◆ **BLOCO DE TEXTO**:
Podemos falar de cancro?








(aqui)

(Força nisso, Áurea)

Eu vi, eu senti, eu testemunhei já várias vezes como o cancro devasta indivíduos e destrói famílias. Destrói famílias - e não falo apenas de famílias de sangue, falo de pessoas que têm amor entre si - na sua componente mais essencial: a ligação dos seus membros, membros que estavam feitos para estar juntos, unidos como um só corpo. Leva não poucas vezes a uma morte lenta, não só dos indivíduos mas das próprias famílias. Quantas pessoas nunca mais "bateram bem" desde a morte de alguém? A impotência na altura de ajudar. A ausência de explicações. Um Deus que nunca esteve lá. Medicamentos e tratamentos, frequentes vezes vagos ou abstractos. Corredores de hospital. Consultas. Ver os nossos por tubos. Ouve-se dizer por aí que a SIDA é a doença do século, que esta e aquela doença vão ser epidemias ... caríssimos, já olharam bem para o cancro? O cancro tem aumentado em número absoluto e em número relativo. Não há cura para o cancro, pode é ser retirado e não haver mais metástases, ou impedir-se a sua evolução (retardar?). Curvo-me em respeito por quem aceita trabalhar nesta área. Por quem aceita tentar ser útil. E sobretudo por quem o enfrentou com tudo.

Sou sensível nalgumas coisas mas não sou fácil de me emocionar. Somos todos máquinas com desgaste no material, ninguém estará cá para sempre tal como ninguém já hoje resiste a tudo. O que me assusta, para mim e para os meus, não é tanto o morrer, é o definhar. Para mim, é a negação da vida, que, contudo, continua a ser em si bela.

◆ **MATERIAL FORNECIDO**:
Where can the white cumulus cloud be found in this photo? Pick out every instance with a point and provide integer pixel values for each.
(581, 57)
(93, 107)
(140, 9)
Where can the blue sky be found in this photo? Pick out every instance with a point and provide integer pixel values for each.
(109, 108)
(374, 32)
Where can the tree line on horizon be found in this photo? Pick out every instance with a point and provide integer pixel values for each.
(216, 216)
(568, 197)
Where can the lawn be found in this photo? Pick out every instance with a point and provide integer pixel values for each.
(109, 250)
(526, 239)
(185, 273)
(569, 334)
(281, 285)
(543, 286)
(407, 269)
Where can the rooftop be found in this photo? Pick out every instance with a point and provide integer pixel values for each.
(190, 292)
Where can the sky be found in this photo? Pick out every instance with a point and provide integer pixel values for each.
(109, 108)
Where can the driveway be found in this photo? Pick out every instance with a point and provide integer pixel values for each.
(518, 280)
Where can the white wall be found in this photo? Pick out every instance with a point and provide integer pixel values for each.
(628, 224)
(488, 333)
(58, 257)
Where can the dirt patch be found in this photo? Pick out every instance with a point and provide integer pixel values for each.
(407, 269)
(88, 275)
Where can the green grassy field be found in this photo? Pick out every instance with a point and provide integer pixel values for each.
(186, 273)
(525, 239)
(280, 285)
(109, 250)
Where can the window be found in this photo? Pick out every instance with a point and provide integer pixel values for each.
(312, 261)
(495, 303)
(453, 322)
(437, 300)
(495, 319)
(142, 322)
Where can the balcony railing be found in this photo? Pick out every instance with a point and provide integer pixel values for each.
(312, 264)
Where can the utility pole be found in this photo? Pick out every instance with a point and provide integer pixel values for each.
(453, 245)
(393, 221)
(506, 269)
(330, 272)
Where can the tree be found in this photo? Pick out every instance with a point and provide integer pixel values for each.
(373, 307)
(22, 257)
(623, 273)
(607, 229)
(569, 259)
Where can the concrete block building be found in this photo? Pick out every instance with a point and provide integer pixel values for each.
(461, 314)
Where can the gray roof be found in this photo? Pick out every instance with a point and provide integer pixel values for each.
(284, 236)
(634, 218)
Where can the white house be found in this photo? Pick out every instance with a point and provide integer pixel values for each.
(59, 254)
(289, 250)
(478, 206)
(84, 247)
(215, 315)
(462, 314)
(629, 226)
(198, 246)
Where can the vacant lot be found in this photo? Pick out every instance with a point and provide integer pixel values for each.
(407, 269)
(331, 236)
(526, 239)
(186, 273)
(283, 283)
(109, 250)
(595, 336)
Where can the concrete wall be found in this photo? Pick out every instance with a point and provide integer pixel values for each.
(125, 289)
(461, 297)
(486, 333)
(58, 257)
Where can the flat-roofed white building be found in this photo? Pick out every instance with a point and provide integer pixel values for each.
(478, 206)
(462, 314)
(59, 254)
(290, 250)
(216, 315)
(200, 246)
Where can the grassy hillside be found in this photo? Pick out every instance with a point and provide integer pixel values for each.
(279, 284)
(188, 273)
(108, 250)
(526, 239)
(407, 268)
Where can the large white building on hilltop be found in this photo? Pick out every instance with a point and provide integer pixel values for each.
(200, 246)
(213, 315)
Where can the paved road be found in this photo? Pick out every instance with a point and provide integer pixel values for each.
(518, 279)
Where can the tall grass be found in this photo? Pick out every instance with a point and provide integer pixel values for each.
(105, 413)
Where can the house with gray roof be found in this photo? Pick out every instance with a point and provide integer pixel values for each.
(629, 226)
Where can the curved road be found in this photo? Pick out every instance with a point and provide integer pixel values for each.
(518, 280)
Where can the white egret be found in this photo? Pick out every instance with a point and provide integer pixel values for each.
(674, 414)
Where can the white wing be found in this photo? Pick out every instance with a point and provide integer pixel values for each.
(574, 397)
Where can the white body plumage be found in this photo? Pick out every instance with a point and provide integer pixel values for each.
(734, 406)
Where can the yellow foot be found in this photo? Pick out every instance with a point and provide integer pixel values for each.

◆ **TESTE DE COMPREENSÃO**:
(1) Traduza para inglês a seguinte frase do texto sobre o cancro: «Curvo-me em respeito por quem aceita trabalhar nesta área.»
(2) Prossiga o texto sobre o cancro com um parágrafo que comece a seguir à última frase apresentada.

◆ **RESPOSTAS POR ORDEM**:
(1) I bow in respect to those who agree to work in this field.

(2)
"Nunca pensei na morte. Para mim, estava fora de questão. E nunca tive medo. Sempre pensei em ir em frente, acontecesse o que acontecesse. Os outros, o medo deles, foi o que mais me incomodou. A minha mãe teve cancro da mama, o meu pai teve cancro da bexiga. Quem sofre é quem está do outro lado. Quando se está dentro pode lutar-se. A doença muda algumas coisas em nós, mas para mim não há um antes do cancro e um depois do cancro. O que mudei foi passar a viver mais para mim. E deixei de esperar o que quer que seja. Tudo o que vier é bom, mas não tenho expectativas. Não vejo isto como uma fase negativa da minha vida, vejo como uma fase. Ponto. Aconteceu-me a mim como podia ter acontecido a qualquer pessoa. Porque não eu? Há quem pergunte “Porquê eu?”. Mas porque não pensar ao contrário? Ao fim e ao cabo isto não pode ser nenhum castigo divino, porque se fosse não havia crianças doentes nunca, não é? Sempre fui uma pessoa positiva e continuo a dizer que temos de ver o lado bom das coisas más — isso ajuda muito."